====== Exercise passage

Naturalization or Citizenship
Naturalization is the process by which a U.S. permanent resident becomes a U.S. citizen.
To qualify for naturalization, an applicant must fulfill the requirements established by Congress in the Immigration and Nationality Act (INA). Some of the ways in which one may qualify for Naturalization are as follows:
Permanent resident may qualify for citizenship if they have been permanent resident for at least 5 years and all other eligibility requirements are met.. However, one has to be a permanent resident for at least 3 years or more to file as a spouse of a U.S. citizen.
An individual may also qualify for citizenship if he/ she has qualifying service in the U.S. armed forces and meets all other eligibility requirements
A child may qualify for naturalization if the child is a U.S. citizen, was born outside the U.S., is currently residing outside the U.S., and all other eligibility requirements are met.

============

→ **Try it**
Reproduce the naturalization passage in full, word for word.

====== Dataset excerpts

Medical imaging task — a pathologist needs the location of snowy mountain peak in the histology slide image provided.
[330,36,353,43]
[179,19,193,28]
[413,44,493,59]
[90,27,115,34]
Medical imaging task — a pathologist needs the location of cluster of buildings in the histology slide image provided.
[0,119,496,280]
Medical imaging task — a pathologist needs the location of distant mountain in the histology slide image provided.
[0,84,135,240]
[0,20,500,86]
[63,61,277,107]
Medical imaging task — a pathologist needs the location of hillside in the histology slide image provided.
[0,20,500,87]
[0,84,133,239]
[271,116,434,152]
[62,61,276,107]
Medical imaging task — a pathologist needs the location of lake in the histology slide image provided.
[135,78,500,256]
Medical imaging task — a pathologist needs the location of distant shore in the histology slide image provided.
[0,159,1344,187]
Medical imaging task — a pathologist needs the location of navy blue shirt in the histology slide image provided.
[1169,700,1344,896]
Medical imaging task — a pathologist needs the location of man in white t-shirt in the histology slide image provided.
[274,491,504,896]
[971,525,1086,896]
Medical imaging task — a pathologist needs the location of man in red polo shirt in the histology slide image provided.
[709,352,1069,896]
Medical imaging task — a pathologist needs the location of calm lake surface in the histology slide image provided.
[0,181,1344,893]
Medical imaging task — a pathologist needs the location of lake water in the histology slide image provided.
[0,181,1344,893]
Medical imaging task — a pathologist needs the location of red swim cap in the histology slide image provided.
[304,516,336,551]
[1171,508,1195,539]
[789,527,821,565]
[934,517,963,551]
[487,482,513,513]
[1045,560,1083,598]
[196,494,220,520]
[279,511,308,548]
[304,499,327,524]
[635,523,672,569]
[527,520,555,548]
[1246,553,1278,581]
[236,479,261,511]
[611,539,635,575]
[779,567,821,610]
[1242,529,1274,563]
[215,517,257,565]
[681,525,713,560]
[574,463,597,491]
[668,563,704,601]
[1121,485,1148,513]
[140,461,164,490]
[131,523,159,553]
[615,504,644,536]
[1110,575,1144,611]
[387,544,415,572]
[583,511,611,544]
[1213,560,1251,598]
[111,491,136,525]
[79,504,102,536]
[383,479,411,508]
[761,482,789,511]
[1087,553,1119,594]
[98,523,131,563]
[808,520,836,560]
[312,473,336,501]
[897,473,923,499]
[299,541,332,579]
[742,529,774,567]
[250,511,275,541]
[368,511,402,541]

============

→ **Result of the exercise**
Naturalization or Citizenship
Naturalization is the process by which a U.S. permanent resident becomes a U.S. citizen.
To qualify for naturalization, an applicant must fulfill the requirements established by Congress in the Immigration and Nationality Act (INA). Some of the ways in which one may qualify for Naturalization are as follows:
Permanent resident may qualify for citizenship if they have been permanent resident for at least 5 years and all other eligibility requirements are met.. However, one has to be a permanent resident for at least 3 years or more to file as a spouse of a U.S. citizen.
An individual may also qualify for citizenship if he/ she has qualifying service in the U.S. armed forces and meets all other eligibility requirements
A child may qualify for naturalization if the child is a U.S. citizen, was born outside the U.S., is currently residing outside the U.S., and all other eligibility requirements are met.